Filter the material below down to the lines with the word "none" and give those lines.
++++ Data supplied
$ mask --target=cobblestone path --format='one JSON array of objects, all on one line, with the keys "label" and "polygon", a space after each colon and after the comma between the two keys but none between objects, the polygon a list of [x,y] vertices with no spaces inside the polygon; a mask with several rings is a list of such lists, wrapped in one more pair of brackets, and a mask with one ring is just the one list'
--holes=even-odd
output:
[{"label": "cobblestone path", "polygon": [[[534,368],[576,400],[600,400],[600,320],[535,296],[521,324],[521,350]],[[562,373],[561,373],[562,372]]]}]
++++++++
++++ Data supplied
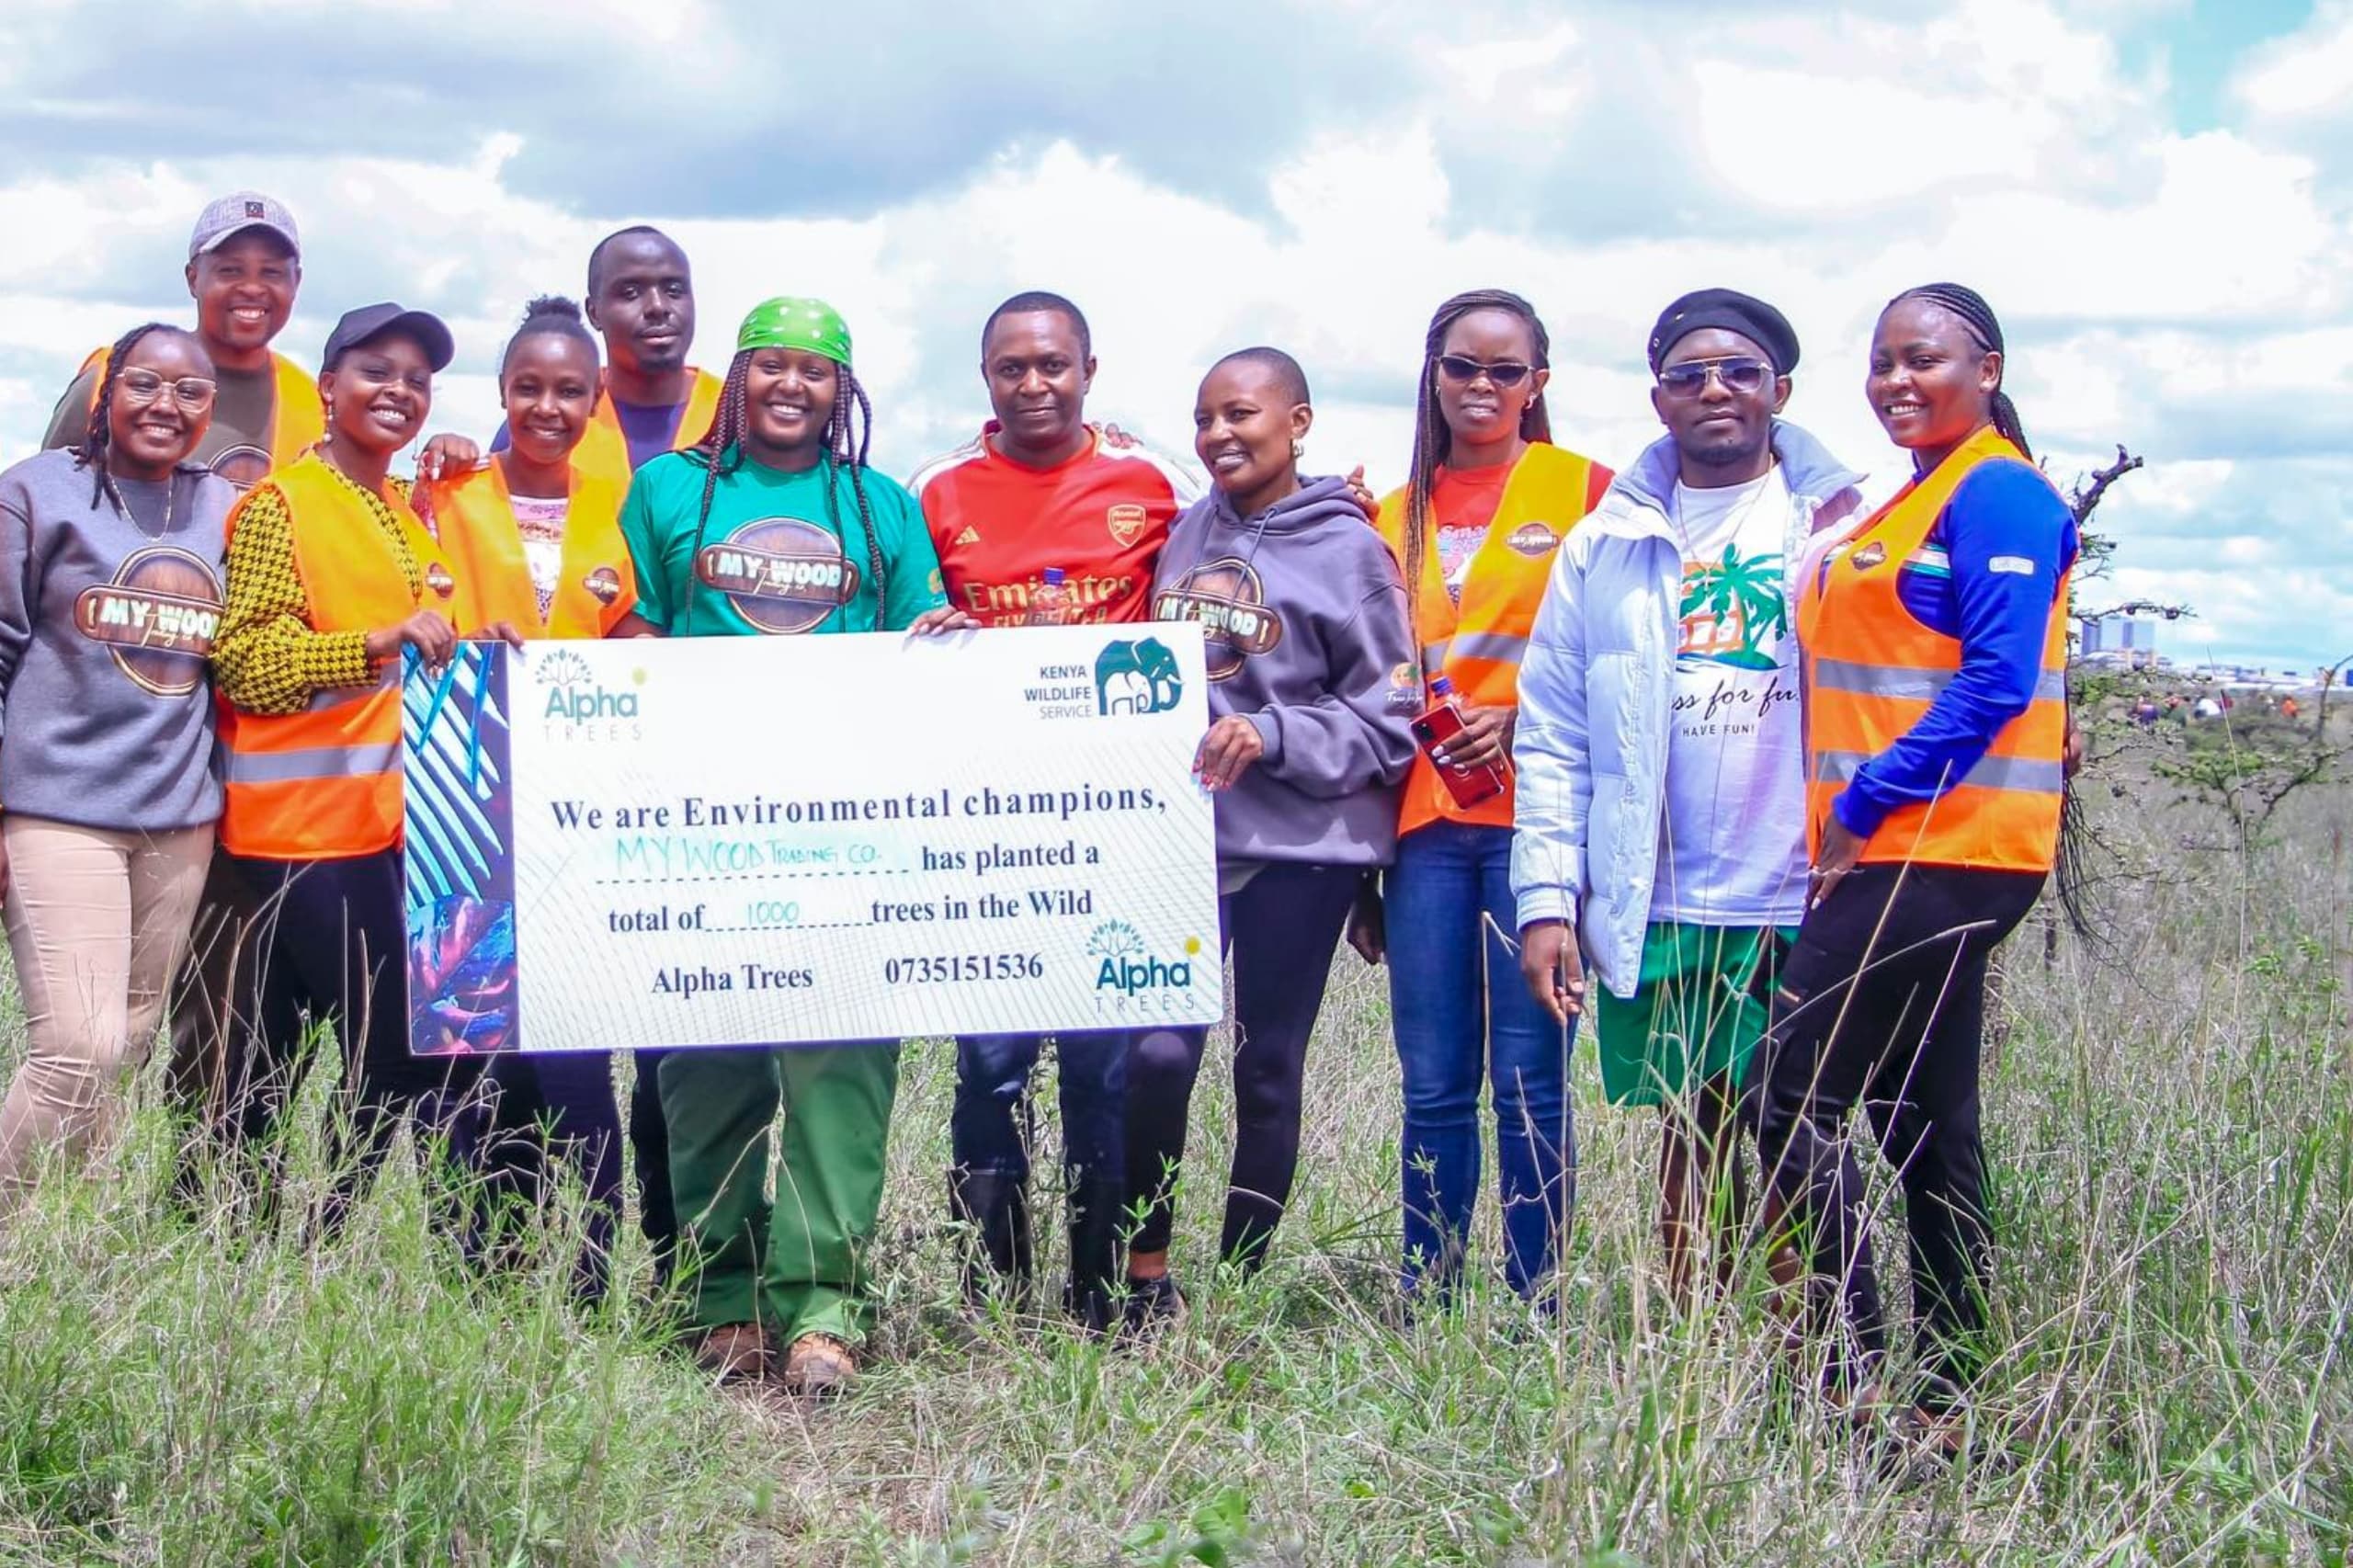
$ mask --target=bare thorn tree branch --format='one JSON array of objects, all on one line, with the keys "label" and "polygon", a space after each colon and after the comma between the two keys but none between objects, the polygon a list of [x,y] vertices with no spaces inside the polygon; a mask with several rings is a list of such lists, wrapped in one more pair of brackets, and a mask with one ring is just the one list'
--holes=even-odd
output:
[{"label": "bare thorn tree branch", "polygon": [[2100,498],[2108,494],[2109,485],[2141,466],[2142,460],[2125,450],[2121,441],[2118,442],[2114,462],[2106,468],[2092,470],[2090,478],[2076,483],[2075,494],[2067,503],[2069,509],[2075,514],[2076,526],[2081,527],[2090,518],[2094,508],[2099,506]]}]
++++++++
++++ Data supplied
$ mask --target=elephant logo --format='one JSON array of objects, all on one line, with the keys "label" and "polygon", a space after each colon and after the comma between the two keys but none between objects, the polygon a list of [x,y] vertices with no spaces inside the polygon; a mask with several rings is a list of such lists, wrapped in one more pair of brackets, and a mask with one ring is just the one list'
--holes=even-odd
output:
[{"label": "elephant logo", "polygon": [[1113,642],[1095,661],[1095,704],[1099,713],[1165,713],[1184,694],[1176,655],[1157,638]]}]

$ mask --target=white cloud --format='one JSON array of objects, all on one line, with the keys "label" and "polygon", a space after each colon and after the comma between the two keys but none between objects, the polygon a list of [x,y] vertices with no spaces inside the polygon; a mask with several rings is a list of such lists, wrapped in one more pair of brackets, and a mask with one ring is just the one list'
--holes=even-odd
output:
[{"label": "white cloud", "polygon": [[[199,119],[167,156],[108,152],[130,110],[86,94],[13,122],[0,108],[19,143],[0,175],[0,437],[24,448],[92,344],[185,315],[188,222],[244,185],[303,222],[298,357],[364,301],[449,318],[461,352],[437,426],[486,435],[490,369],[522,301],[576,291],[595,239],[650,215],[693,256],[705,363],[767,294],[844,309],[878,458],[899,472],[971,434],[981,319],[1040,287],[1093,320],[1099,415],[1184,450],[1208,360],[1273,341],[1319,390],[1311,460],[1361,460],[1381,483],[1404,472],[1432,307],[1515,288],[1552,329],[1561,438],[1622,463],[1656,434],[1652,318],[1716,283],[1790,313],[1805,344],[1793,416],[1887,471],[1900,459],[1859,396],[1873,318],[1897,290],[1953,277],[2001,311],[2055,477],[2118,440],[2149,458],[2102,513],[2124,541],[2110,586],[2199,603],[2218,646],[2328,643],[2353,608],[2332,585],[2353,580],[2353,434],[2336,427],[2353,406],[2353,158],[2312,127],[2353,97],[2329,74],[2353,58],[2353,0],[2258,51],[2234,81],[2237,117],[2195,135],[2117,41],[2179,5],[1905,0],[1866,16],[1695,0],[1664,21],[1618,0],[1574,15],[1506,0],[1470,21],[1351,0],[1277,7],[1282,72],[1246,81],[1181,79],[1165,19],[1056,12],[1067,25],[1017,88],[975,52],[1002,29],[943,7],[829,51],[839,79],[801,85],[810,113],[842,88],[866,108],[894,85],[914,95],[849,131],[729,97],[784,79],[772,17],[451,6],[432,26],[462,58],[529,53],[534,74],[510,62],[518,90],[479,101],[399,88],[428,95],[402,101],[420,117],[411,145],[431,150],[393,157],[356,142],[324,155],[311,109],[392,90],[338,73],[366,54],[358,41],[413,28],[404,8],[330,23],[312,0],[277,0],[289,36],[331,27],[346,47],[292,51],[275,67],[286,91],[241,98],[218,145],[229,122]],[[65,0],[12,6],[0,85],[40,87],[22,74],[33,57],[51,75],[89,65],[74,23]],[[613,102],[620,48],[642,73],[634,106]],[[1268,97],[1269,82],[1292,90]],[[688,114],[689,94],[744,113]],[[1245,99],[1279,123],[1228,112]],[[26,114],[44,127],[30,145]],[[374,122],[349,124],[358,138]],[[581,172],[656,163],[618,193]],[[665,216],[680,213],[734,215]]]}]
++++++++
Solved exercise:
$ mask --target=cobblestone path --format='one JSON array of objects, all on one line, with the keys "label" and "polygon", a space after each colon and after the comma between the two keys but none between objects, the polygon a list of [x,y] vertices with no spaces inside the polygon; a mask with several rings is a list of such lists, wrapped in one more pair of brackets, and a mask with one ring is just the one list'
$ mask --target=bare thorn tree branch --format='one JSON array of objects, all on one line, with the keys "label" and "polygon", a space after each colon and after the comma between the two keys but none between objects, the polygon a list of [x,y] vertices with no spaces inside the polygon; a mask with several rings is a list of such lists, wrapped in one more pair of brackets, and a mask with one ring is just the one list'
$ mask --target=elephant logo --format='one JSON array of objects, all on one line, with the keys "label" and "polygon", a space after each colon and after the comma between the two keys but none between objects, the polygon a list of [x,y] vertices with no spaces inside the polygon; a mask with several rings is a list of such lists, wrapped in one more pair of brackets, and a mask with one ring is just the one list'
$ mask --target=white cloud --format='one JSON array of objects, all on one line, with the keys "label" and "polygon", a space after each colon and after the comma between the two keys but none between objects, the polygon a list of [x,y] vertices with no spaces inside the polygon; a mask with several rings is a list of such lists, wrapped in one more pair of brackets, and a mask with one ring is just the one list'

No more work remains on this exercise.